> **TASK TO CARRY OUT**
Could you quote, word for word, the part of the items that begins with the line containing "Trace the outline of every instance of the tall" and runs through the end of the items, including both that line and the last one?

> **Boundary labeling items**
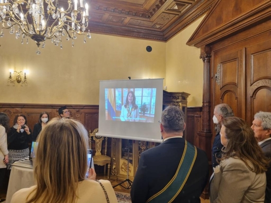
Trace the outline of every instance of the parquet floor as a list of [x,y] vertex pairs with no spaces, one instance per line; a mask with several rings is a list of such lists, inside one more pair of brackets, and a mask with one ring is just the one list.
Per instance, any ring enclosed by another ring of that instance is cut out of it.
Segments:
[[[107,180],[107,177],[106,176],[104,176],[103,174],[97,174],[97,179],[103,179],[103,180]],[[121,181],[114,181],[113,180],[109,180],[109,181],[111,183],[111,184],[112,185],[112,186],[114,186],[114,185],[117,185],[118,183],[120,183]],[[127,188],[127,183],[124,183],[122,184],[123,186],[124,186],[125,187]],[[118,186],[114,188],[114,190],[115,191],[117,192],[124,192],[125,193],[130,193],[130,190],[129,189],[126,189],[123,187],[121,187],[120,186]],[[210,199],[203,199],[202,198],[200,198],[200,203],[210,203]]]
[[[96,177],[97,179],[100,180],[107,180],[107,178],[106,176],[104,176],[104,174],[97,174]],[[114,181],[113,180],[109,180],[110,182],[111,183],[111,184],[112,185],[112,186],[114,186],[114,185],[117,185],[118,183],[120,183],[121,181]],[[122,184],[123,186],[124,186],[125,187],[127,187],[127,183],[124,183]],[[130,193],[130,189],[127,189],[123,187],[121,187],[121,186],[118,186],[114,188],[114,190],[115,191],[117,192],[123,192],[125,193]],[[5,198],[6,195],[7,195],[7,191],[6,190],[0,190],[0,197],[2,197],[2,198]],[[209,199],[203,199],[200,198],[200,203],[210,203],[210,200]]]

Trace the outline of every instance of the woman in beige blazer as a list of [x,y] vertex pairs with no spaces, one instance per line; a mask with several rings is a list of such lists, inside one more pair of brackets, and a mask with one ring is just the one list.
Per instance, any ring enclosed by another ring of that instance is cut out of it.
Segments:
[[117,203],[110,182],[95,181],[94,168],[86,177],[88,134],[80,121],[50,121],[37,141],[33,168],[37,185],[19,190],[11,203]]
[[5,113],[0,113],[0,188],[2,188],[7,164],[9,162],[9,151],[7,131],[10,128],[10,119]]
[[211,203],[263,203],[269,162],[246,122],[225,118],[220,130],[224,146],[220,163],[211,177]]

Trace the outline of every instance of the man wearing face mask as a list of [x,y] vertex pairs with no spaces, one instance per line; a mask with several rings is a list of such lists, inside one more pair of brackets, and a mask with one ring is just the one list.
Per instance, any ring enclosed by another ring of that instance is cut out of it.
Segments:
[[39,122],[34,125],[34,130],[33,130],[33,134],[32,136],[33,140],[37,140],[38,136],[42,131],[42,128],[46,125],[49,120],[49,114],[46,111],[42,112],[40,114]]
[[[226,104],[220,104],[215,107],[213,121],[215,124],[219,124],[221,128],[224,118],[232,116],[234,116],[234,114],[231,108]],[[221,157],[221,153],[222,147],[223,145],[220,141],[220,134],[218,132],[216,135],[212,148],[212,164],[213,167],[219,165],[216,159],[217,158]]]

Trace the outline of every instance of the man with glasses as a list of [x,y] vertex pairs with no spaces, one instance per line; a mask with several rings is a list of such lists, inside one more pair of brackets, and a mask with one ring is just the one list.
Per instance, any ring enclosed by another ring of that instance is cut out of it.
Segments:
[[[258,144],[264,155],[271,158],[271,113],[260,111],[254,115],[251,128],[254,132]],[[266,188],[264,203],[271,202],[271,166],[268,167],[266,175]]]
[[[214,123],[219,124],[221,128],[224,118],[232,116],[234,116],[234,114],[231,108],[226,104],[220,104],[215,107],[213,121]],[[212,148],[212,165],[213,167],[219,164],[217,161],[217,158],[221,157],[221,149],[223,147],[220,141],[220,132],[218,132],[216,135]]]
[[183,138],[184,114],[177,107],[162,113],[163,143],[143,152],[131,189],[132,203],[200,203],[209,178],[206,153]]
[[70,111],[66,106],[62,107],[58,109],[58,114],[59,114],[61,118],[70,118]]

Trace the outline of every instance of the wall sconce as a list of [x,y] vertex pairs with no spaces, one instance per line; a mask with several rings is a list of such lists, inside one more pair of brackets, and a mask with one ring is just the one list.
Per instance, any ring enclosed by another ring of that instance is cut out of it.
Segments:
[[[26,72],[27,72],[27,71],[24,70],[23,73],[22,71],[13,71],[13,70],[11,69],[10,69],[9,71],[10,77],[9,77],[8,82],[14,83],[14,82],[16,81],[18,83],[21,83],[22,85],[24,83],[25,83],[26,85],[27,84],[27,80],[26,79]],[[23,73],[24,74],[24,77],[23,76]]]

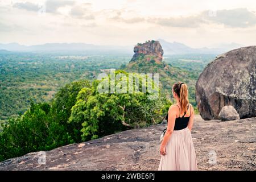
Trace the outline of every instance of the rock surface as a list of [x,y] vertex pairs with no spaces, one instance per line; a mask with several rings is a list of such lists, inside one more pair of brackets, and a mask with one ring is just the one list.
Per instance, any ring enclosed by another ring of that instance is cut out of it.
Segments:
[[[126,130],[0,163],[0,170],[157,170],[166,125]],[[256,170],[256,118],[222,122],[195,115],[192,135],[199,170]],[[214,160],[214,158],[216,160]]]
[[256,46],[218,56],[200,75],[196,90],[204,119],[218,119],[226,105],[233,106],[240,118],[256,117]]
[[160,63],[163,59],[163,51],[158,41],[151,40],[143,44],[138,44],[134,48],[134,55],[130,62],[138,60],[141,55],[143,55],[146,61],[154,60],[156,63]]
[[221,109],[218,117],[222,121],[240,119],[238,113],[232,106],[225,106]]

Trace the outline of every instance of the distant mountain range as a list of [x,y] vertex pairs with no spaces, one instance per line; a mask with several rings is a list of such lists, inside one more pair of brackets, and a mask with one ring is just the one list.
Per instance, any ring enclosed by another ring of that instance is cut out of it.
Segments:
[[[168,42],[163,39],[158,39],[164,51],[164,55],[202,53],[220,54],[232,49],[243,47],[236,43],[221,44],[217,48],[193,48],[184,44],[174,42]],[[23,46],[16,43],[0,44],[0,50],[14,52],[65,52],[65,53],[133,53],[134,46],[99,46],[85,43],[47,43],[35,46]]]

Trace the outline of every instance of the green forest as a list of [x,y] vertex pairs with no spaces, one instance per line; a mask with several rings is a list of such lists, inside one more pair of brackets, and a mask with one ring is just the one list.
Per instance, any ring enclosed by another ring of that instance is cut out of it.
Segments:
[[159,123],[174,101],[175,81],[188,83],[196,106],[195,83],[214,57],[166,56],[172,72],[160,74],[160,98],[154,100],[148,93],[98,92],[98,74],[110,68],[127,74],[130,55],[0,55],[0,161]]

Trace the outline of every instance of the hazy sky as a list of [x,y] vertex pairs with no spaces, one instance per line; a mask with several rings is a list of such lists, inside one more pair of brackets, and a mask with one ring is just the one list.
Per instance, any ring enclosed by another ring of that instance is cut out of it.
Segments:
[[0,0],[0,43],[256,44],[253,0]]

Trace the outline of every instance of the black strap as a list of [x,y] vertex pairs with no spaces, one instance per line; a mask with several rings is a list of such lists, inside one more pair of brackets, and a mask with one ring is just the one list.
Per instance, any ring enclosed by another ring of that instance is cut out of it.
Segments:
[[[188,109],[189,107],[189,105],[188,105]],[[191,110],[190,111],[191,111]],[[185,115],[186,115],[186,111],[185,111],[184,112],[184,115],[183,115],[183,116],[182,117],[184,118],[184,117],[185,116]]]
[[177,106],[178,106],[179,107],[179,110],[180,111],[180,114],[179,114],[179,117],[180,117],[180,106],[179,106],[179,105],[177,104],[175,104]]
[[189,106],[190,106],[190,114],[189,114],[189,116],[191,116],[191,110],[192,110],[192,107],[191,107],[190,104],[189,104]]

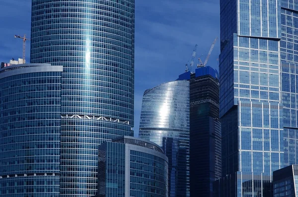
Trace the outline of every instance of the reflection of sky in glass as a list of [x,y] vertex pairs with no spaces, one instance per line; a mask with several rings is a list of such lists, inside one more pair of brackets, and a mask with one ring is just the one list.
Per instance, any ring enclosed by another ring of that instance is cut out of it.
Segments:
[[[165,98],[169,98],[169,95],[170,91],[167,90],[165,92]],[[166,126],[166,121],[168,119],[169,115],[170,106],[170,101],[165,100],[164,101],[164,102],[160,107],[160,109],[159,110],[159,118],[160,119],[160,124],[159,125],[159,126],[161,128],[164,128]]]
[[169,158],[169,192],[189,197],[189,82],[172,81],[147,90],[140,129],[139,137],[162,147]]
[[49,1],[32,0],[30,60],[63,66],[60,195],[92,196],[98,145],[133,135],[134,0]]

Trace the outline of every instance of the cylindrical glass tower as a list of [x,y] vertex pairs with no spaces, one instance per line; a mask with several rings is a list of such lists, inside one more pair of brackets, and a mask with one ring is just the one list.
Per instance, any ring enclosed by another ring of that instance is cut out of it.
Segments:
[[169,159],[169,197],[189,197],[189,81],[145,91],[139,137],[162,147]]
[[62,197],[96,194],[98,145],[133,135],[134,0],[32,0],[31,62],[63,66]]

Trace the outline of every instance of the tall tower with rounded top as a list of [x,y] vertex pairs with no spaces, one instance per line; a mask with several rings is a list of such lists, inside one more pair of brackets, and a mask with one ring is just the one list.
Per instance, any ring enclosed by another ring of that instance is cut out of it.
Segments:
[[134,0],[32,0],[31,62],[63,66],[60,195],[96,194],[98,145],[133,135]]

> **RESPONSE TO THIS TASK**
Trace the outline of every instance of the tall tower with rounded top as a list of [x,y] vertex pairs with no spaces, one instance per line; a mask with several rings is a list of such lists, inside one more pair of brackets, and a mask with one ring is just the one list.
Per instance, any ring enclosed by another ring of that instance is cut out of it.
Segments:
[[134,0],[32,0],[31,62],[63,66],[60,195],[96,194],[98,145],[133,135]]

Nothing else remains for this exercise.